### About this exercise
Write out nothing except the lines running from the one containing "Target: athlete's neck" to the last line of the data, exactly as they stand.

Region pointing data
****
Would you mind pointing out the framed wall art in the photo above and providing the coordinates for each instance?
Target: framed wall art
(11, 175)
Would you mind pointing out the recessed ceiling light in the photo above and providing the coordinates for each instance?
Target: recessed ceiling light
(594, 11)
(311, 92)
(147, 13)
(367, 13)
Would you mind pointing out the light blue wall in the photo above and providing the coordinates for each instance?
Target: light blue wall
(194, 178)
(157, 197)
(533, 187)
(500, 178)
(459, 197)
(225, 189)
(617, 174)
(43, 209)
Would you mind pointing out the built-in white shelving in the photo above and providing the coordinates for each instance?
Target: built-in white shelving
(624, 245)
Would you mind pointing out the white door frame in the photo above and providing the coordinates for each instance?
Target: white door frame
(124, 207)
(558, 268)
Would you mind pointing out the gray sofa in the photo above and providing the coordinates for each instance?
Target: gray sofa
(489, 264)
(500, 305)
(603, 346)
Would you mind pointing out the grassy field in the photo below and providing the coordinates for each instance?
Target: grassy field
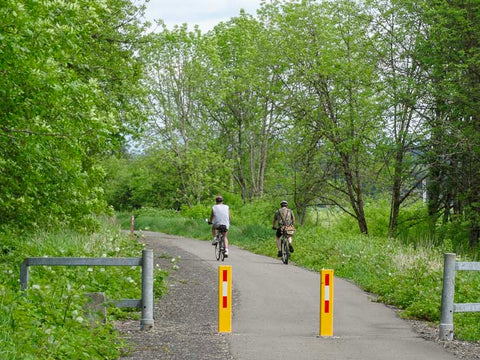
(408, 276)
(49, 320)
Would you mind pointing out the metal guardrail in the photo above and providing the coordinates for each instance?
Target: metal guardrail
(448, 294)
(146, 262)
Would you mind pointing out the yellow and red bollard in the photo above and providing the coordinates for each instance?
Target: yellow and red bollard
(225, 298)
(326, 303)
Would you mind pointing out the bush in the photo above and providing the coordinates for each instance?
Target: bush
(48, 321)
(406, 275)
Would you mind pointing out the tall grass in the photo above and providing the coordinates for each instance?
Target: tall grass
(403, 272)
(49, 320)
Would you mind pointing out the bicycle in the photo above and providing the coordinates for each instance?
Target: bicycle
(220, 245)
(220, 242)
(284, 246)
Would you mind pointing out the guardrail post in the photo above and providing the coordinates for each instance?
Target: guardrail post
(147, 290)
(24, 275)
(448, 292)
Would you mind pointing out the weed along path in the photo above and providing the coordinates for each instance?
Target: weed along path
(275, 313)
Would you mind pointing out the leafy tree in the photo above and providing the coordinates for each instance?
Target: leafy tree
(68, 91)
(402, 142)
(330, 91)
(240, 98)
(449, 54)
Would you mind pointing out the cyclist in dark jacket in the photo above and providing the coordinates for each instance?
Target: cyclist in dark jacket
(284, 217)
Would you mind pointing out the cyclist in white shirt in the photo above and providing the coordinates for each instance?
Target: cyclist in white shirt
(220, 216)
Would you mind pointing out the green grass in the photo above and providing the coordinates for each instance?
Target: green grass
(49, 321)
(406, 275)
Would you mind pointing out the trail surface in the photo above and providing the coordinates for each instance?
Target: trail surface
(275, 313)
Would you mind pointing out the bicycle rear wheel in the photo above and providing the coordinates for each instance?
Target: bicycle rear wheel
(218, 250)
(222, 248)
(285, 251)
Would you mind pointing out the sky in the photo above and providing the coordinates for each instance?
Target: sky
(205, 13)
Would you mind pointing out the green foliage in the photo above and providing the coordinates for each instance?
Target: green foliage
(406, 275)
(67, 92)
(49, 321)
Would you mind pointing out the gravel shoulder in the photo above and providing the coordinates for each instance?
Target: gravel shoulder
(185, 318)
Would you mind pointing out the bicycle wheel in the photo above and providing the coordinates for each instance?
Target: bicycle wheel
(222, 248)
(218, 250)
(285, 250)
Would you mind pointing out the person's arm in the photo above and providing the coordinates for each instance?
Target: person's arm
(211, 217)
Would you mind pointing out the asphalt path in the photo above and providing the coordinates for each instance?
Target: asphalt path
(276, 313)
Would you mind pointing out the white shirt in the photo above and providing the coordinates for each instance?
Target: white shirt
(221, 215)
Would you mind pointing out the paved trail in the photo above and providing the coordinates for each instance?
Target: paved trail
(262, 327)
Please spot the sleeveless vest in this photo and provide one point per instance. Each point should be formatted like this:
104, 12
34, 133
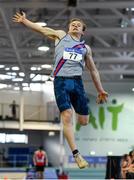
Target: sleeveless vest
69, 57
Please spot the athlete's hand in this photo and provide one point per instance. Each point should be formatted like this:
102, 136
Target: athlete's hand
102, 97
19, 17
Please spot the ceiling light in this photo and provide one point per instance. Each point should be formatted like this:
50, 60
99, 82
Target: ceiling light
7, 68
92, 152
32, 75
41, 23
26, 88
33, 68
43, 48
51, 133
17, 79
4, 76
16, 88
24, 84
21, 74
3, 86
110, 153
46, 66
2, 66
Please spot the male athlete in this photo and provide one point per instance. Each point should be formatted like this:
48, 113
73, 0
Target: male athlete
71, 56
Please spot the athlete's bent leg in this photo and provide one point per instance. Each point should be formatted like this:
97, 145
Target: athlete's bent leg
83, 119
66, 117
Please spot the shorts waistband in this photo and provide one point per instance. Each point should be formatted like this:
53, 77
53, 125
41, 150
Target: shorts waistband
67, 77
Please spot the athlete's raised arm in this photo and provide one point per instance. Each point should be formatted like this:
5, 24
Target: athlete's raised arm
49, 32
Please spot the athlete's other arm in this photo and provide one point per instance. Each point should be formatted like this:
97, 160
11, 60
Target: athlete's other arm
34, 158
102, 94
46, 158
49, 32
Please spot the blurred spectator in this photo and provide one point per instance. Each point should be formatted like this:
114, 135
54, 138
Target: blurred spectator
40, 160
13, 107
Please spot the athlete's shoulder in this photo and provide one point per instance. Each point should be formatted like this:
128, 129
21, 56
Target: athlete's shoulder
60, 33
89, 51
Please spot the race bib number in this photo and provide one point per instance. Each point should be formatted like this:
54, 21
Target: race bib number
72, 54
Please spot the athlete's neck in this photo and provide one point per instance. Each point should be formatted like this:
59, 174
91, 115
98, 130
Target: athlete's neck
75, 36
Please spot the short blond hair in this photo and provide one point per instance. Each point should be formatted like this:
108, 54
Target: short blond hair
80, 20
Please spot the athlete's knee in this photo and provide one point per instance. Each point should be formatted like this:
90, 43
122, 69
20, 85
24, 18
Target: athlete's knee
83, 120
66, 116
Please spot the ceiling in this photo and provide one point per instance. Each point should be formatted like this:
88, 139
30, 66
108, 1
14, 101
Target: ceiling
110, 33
****
### Expected answer
Target: athlete's neck
75, 36
Please spot the short blond hair in this photo and provide one point per instance. Each point should be formatted like this:
108, 54
Target: short blond hair
80, 20
Please spot the athlete's knee in this photo and provide one point per instance. Each point should be formatted like this:
90, 43
122, 69
20, 85
24, 18
Target: athlete's knee
83, 120
66, 116
Please spot the ceiling in this photo and provide one point per instance. Each point should be formatted like this:
88, 139
30, 66
108, 1
14, 101
Target: ceiling
110, 33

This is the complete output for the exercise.